▶ **DOCUMENT TEXT**
'''
So I may whine and wail, but I know it is all in vain. The past is the past and I will try not to let it mold my future. I have a wonderful husband, a great and loyal dog, and two loving cats. Add a roof over our heads and food in the pantry what more could I really need? Oh yeah, something to keep my short attention span busy.

Building Blocks


There is nothing like completing something you weren’t sure you could do in the first place. The other day I used a skill saw for the first time and built a gate for my fence. The skill saw was my ex’s and has been sitting in the closet for years waiting for use. I have used a power drill but that has been the extent of my power tool usage.

I measured and cut, screwing the boards together in frame form with wire fence for filler. Hanging it on the post with the hinges was a bit harder but I managed to get it done with a little ingenuity. The finishing touch was a silver latch that works perfectly. As simple as it sounds I am still proud that I accomplished building something all by myself, makes me want to buy a tool belt. :)
'''
▶ **MATERIAL SHOWN**
'''
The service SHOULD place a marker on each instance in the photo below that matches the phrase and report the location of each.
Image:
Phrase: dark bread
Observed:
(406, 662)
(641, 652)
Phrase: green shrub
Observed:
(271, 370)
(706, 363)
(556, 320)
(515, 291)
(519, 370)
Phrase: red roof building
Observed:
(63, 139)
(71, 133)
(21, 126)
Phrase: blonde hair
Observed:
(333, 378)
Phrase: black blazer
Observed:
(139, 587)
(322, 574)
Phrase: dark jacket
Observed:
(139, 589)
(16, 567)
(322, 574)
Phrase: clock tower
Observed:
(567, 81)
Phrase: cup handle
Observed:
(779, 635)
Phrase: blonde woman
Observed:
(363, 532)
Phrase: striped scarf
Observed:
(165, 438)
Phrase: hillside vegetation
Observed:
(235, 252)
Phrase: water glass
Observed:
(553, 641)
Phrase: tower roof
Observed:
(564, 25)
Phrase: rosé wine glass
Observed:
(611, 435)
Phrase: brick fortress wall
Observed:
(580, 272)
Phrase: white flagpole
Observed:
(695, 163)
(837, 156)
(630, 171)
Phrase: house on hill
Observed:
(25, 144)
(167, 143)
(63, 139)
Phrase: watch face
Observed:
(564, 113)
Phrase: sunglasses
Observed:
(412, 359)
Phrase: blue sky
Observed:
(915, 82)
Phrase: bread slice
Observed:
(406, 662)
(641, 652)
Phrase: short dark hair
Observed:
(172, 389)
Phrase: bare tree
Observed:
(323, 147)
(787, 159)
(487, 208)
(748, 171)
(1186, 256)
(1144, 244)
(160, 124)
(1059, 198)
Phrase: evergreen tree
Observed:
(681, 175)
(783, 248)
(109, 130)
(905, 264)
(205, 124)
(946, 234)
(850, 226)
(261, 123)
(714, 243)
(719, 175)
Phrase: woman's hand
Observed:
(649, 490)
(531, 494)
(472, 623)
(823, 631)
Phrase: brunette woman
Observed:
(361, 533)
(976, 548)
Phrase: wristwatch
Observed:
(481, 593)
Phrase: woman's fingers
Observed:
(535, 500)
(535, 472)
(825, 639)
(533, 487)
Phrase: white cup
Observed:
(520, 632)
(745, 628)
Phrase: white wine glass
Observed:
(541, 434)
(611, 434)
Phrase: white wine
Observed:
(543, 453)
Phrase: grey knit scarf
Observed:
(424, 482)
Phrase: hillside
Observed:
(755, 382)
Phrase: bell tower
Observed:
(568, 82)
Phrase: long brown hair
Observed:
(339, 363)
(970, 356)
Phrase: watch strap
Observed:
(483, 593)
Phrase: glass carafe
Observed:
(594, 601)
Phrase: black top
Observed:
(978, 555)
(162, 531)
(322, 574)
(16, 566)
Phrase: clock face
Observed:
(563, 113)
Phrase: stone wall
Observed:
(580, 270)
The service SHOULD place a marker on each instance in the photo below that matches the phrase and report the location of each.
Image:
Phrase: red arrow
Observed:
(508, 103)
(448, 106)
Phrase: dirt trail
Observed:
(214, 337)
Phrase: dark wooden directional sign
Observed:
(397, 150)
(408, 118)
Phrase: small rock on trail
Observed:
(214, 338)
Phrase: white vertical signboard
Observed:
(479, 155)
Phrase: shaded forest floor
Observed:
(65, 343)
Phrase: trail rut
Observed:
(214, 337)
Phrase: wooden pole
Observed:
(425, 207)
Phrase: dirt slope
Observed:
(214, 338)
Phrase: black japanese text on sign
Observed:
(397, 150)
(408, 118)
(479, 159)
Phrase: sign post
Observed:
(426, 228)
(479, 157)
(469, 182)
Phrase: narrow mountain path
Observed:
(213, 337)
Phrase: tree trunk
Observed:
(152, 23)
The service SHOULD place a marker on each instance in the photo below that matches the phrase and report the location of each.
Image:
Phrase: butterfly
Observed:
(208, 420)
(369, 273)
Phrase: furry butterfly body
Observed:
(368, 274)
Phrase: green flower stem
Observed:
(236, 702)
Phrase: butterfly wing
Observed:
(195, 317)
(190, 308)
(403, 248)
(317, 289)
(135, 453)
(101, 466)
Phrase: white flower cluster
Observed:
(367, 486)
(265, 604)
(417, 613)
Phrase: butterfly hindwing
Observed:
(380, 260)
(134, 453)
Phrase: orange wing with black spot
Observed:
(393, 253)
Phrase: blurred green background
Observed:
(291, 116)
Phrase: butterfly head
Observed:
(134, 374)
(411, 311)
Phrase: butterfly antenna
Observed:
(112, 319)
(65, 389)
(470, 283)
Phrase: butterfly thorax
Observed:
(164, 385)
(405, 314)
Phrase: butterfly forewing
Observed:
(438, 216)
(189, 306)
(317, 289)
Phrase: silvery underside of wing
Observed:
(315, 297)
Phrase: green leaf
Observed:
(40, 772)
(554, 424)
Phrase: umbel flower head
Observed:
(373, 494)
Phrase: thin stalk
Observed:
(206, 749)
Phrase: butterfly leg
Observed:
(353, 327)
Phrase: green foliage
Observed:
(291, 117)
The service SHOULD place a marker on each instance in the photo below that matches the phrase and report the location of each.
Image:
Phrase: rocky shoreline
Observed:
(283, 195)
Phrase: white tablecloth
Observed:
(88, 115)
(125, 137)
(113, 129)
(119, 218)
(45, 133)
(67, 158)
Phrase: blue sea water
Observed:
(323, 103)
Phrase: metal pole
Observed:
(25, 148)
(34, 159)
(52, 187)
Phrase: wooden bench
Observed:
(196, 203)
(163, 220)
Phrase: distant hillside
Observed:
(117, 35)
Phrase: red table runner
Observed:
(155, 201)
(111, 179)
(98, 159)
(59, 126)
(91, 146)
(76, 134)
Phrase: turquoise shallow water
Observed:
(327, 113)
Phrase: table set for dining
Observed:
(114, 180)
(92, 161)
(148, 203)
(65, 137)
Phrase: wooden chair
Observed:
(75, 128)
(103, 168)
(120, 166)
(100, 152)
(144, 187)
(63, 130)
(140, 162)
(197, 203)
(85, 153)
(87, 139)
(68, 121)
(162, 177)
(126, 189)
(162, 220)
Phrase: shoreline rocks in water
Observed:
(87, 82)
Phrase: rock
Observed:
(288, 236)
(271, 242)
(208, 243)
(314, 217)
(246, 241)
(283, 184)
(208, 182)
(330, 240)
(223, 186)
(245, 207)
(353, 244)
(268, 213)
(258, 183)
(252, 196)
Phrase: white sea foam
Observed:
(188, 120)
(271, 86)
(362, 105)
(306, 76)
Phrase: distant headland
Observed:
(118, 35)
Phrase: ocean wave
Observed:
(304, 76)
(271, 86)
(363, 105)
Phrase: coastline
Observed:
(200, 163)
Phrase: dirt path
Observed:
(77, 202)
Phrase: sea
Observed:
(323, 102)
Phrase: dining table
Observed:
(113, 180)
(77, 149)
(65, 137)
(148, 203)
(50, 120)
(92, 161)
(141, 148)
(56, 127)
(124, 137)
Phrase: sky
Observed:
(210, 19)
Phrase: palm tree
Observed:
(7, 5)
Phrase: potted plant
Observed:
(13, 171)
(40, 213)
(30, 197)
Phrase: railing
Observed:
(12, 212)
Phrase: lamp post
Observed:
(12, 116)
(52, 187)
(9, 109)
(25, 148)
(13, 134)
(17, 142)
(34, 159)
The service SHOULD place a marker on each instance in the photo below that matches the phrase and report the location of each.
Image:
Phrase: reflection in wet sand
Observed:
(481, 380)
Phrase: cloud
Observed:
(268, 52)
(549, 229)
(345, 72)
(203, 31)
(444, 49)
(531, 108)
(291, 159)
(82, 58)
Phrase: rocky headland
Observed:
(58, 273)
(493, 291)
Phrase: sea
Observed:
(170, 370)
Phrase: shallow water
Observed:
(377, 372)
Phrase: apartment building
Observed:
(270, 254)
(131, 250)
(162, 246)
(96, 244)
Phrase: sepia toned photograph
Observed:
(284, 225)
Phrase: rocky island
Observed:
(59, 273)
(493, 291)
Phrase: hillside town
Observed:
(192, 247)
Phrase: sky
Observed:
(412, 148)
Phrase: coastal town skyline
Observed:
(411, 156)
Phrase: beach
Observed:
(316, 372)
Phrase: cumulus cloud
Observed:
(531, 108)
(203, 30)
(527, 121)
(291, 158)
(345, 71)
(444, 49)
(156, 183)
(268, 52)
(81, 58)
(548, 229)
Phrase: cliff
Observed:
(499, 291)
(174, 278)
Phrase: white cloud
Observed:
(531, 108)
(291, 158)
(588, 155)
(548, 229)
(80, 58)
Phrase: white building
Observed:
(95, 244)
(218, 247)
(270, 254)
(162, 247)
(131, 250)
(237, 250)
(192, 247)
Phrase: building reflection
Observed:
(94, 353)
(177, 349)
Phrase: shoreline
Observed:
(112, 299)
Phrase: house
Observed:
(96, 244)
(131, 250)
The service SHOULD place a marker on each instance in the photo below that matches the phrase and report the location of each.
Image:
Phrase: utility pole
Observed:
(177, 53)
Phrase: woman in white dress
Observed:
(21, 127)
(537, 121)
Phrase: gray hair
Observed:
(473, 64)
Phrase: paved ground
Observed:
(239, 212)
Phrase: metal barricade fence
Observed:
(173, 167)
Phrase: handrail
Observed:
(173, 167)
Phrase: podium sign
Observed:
'''
▶ **YOUR OBJECTIVE**
Repeat, word for word, the part of the passage on building a gate starting with "Building Blocks" and going on through "power tool usage.".

▶ **SOLUTION TO THIS EXERCISE**
Building Blocks


There is nothing like completing something you weren’t sure you could do in the first place. The other day I used a skill saw for the first time and built a gate for my fence. The skill saw was my ex’s and has been sitting in the closet for years waiting for use. I have used a power drill but that has been the extent of my power tool usage.